(Records from a data collection)
╔══

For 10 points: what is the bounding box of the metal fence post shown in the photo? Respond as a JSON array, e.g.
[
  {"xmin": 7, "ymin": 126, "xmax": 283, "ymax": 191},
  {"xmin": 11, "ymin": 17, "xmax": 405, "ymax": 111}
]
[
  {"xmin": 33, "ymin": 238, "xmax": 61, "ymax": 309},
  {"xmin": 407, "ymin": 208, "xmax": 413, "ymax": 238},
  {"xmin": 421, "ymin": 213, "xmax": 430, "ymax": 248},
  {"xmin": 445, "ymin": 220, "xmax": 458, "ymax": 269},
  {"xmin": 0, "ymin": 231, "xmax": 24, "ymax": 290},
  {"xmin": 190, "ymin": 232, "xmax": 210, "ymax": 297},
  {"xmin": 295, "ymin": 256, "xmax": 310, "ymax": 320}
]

╚══
╔══

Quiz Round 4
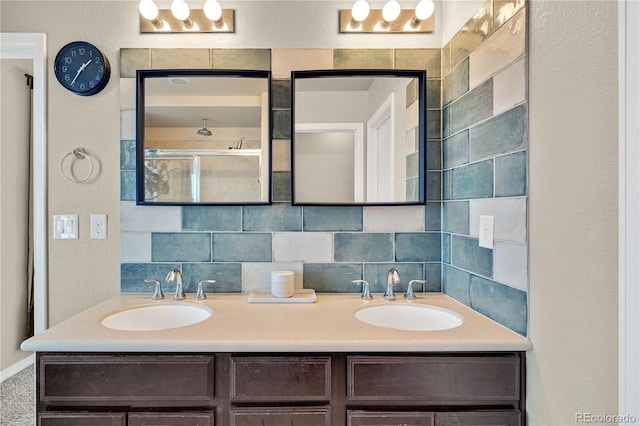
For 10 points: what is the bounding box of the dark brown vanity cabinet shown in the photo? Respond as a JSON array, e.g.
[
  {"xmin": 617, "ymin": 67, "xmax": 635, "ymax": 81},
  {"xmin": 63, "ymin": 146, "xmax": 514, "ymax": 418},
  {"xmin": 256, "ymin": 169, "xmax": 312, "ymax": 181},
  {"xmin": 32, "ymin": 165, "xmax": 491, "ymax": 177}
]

╚══

### EXERCISE INSTRUCTIONS
Collect each line of the listing above that contains the word "array".

### WORKED SOLUTION
For 10 points: what is the bounding box of the metal fence post shown in the photo? Respond as a JSON array, e.g.
For 10 points: what is the bounding box of the dark brown vanity cabinet shown in the photo? Respond as a JSON array, e.g.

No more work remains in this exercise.